__Data to process__
· · · ·

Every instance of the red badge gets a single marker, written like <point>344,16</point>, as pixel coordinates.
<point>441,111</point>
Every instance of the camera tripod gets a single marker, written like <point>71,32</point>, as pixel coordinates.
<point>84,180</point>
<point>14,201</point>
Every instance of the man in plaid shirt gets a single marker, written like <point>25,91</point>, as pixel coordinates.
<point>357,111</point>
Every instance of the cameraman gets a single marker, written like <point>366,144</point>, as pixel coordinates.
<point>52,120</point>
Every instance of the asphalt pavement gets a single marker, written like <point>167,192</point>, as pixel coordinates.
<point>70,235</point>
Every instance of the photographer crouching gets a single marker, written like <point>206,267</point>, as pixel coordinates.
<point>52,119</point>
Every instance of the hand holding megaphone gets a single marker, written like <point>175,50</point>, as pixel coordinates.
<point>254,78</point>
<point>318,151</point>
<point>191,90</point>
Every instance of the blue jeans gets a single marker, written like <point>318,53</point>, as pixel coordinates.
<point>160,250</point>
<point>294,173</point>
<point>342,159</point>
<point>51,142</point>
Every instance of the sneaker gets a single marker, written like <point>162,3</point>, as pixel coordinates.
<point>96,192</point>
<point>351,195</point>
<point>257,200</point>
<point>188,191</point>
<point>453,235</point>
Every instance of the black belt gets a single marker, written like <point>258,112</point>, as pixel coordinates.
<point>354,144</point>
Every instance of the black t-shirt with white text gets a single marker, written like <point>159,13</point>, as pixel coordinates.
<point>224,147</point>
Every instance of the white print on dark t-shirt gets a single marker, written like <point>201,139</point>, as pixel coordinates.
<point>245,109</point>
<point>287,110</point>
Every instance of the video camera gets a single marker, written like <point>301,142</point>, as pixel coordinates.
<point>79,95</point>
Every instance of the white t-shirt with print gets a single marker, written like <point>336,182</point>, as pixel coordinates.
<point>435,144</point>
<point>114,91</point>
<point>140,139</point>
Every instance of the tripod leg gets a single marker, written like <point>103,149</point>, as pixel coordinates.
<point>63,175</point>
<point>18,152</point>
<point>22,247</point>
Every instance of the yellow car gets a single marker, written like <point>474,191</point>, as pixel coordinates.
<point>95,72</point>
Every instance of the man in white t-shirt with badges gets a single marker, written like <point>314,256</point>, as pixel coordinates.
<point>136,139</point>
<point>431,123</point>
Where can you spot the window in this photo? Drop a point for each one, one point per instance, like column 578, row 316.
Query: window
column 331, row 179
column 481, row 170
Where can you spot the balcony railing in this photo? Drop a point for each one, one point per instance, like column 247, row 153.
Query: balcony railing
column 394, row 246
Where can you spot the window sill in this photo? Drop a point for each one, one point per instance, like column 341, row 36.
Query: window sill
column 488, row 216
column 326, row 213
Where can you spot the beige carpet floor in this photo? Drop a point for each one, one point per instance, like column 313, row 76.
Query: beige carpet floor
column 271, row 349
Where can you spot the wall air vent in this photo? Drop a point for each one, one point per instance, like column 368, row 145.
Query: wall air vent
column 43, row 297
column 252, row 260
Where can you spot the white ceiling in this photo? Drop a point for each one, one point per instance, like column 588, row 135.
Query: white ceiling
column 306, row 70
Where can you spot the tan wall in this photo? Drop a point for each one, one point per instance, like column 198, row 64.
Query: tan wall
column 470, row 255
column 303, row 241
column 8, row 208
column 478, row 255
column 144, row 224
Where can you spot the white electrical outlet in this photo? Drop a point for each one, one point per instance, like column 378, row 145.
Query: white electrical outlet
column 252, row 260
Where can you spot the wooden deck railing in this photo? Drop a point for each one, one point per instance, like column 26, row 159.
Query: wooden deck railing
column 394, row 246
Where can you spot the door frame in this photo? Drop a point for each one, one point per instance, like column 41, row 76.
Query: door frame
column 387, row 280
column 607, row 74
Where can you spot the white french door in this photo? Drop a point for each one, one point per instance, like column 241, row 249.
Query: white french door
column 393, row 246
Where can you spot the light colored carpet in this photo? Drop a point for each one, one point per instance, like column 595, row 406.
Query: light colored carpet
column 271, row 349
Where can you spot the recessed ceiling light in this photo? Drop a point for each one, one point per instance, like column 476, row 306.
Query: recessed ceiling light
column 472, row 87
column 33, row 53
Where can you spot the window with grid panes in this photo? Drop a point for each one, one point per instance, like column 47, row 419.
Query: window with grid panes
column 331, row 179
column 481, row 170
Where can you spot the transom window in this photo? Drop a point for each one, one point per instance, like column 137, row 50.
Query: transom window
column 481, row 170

· · · ·

__Task details__
Transcribe each entry precisely, missing none.

__Expected answer__
Every instance of the red badge gets a single marker, written like <point>344,16</point>, as pixel coordinates.
<point>441,111</point>
Every instance of the camera tripod gets a single marker, written like <point>71,32</point>, as pixel coordinates.
<point>84,180</point>
<point>14,201</point>
Every instance of the man in plaid shirt gets a single marker, written like <point>25,91</point>, as pixel coordinates.
<point>357,111</point>
Every instance of the cameraman gets a single marker, written like <point>366,144</point>, as pixel coordinates.
<point>52,120</point>
Every instance of the asphalt pavement gets a single marker, written like <point>167,192</point>, as pixel coordinates.
<point>70,235</point>
Every instance of the photographer crouching gets a single marker, written like <point>206,267</point>, as pixel coordinates.
<point>52,119</point>
Every instance of the hand holding megaphone gets a single marker, written like <point>175,50</point>, as pixel coordinates.
<point>254,78</point>
<point>318,151</point>
<point>191,90</point>
Every instance of the blue jeans gets a single marker, written like <point>318,53</point>, as pixel coordinates.
<point>160,250</point>
<point>294,173</point>
<point>342,159</point>
<point>51,142</point>
Every instance of the sneaker gets a single marker, written like <point>162,3</point>, as pixel coordinates.
<point>96,192</point>
<point>351,195</point>
<point>257,200</point>
<point>188,191</point>
<point>453,235</point>
Every instance of the black belt gets a single marker, written like <point>258,112</point>, as pixel coordinates.
<point>354,144</point>
Every instance of the black t-shirt with white text gets a single marker, written like <point>159,13</point>, as pixel coordinates.
<point>224,147</point>
Every instance of the white print on dark t-shirt gets a single marker, written like <point>201,139</point>, as pixel coordinates.
<point>245,109</point>
<point>287,110</point>
Every instance of the video camera gets a single marker, written like <point>301,142</point>, as pixel coordinates.
<point>79,95</point>
Every instance of the white t-shirt with print gets a single marker, written like <point>336,182</point>, as pixel coordinates.
<point>435,144</point>
<point>114,91</point>
<point>140,139</point>
Every instance of the tripod leg gets a single marker, written like <point>103,149</point>, as pixel coordinates.
<point>63,175</point>
<point>18,152</point>
<point>22,247</point>
Every instance of the yellow car gets a single marker, written like <point>474,191</point>, as pixel coordinates.
<point>95,72</point>
Every instance of the man in white t-shirt with badges gets a single marker, written like <point>314,256</point>, as pixel coordinates.
<point>136,139</point>
<point>431,123</point>
Where can you spot the window in this photo? Drop a point for each one, one point per instance, like column 578, row 316.
Query: window
column 331, row 179
column 481, row 170
Where can you spot the balcony railing in this photo? Drop a point for each one, one point per instance, like column 247, row 153.
Query: balcony railing
column 394, row 246
Where can you spot the window sill in this photo? Drop a point for each one, one point per instance, like column 341, row 36.
Query: window sill
column 488, row 216
column 326, row 213
Where can you spot the beige carpet floor in this photo? Drop a point for each one, one point per instance, like column 313, row 76.
Query: beige carpet floor
column 271, row 349
Where can you spot the wall air vent in this photo? Drop a point for each one, one point per instance, like column 368, row 145.
Query: wall air vent
column 43, row 297
column 252, row 260
Where can you spot the white ceiling in this photo? Drop a point for each one, one point per instance, like column 588, row 135.
Query: white ceiling
column 306, row 70
Where can you spot the tan wall in this photo? Drop a point for each one, one point per instance, like column 198, row 64.
Query: tan wall
column 470, row 255
column 303, row 241
column 8, row 208
column 478, row 255
column 144, row 224
Where can you spot the white electrical outlet in this photo? Drop a point for each one, one point per instance, like column 378, row 145.
Query: white electrical outlet
column 252, row 260
Where can you spot the wooden deck railing in this photo? Drop a point for each one, one point per instance, like column 26, row 159.
Query: wooden deck railing
column 394, row 246
Where can you spot the door frame in this photo? Drop a point for each one, one point per instance, like column 41, row 76.
Query: door frame
column 387, row 280
column 607, row 74
Where can you spot the white french door in this photo? Drop a point for each one, one point per instance, like column 241, row 249.
Query: white french door
column 393, row 246
Where can you spot the light colored carpet in this photo? Drop a point for each one, one point per instance, like column 595, row 406.
Query: light colored carpet
column 271, row 349
Where can you spot the recessed ceiling light in this photo? Drop a point for each one, one point per instance, like column 476, row 306.
Query: recessed ceiling light
column 472, row 87
column 33, row 53
Where can you spot the window with grid panes in this photo? Drop a point for each one, one point per instance, like column 47, row 419.
Query: window with grid panes
column 331, row 179
column 481, row 170
Where can you spot the transom window in this photo? Drop a point for each one, one point per instance, like column 137, row 50.
Query: transom window
column 481, row 170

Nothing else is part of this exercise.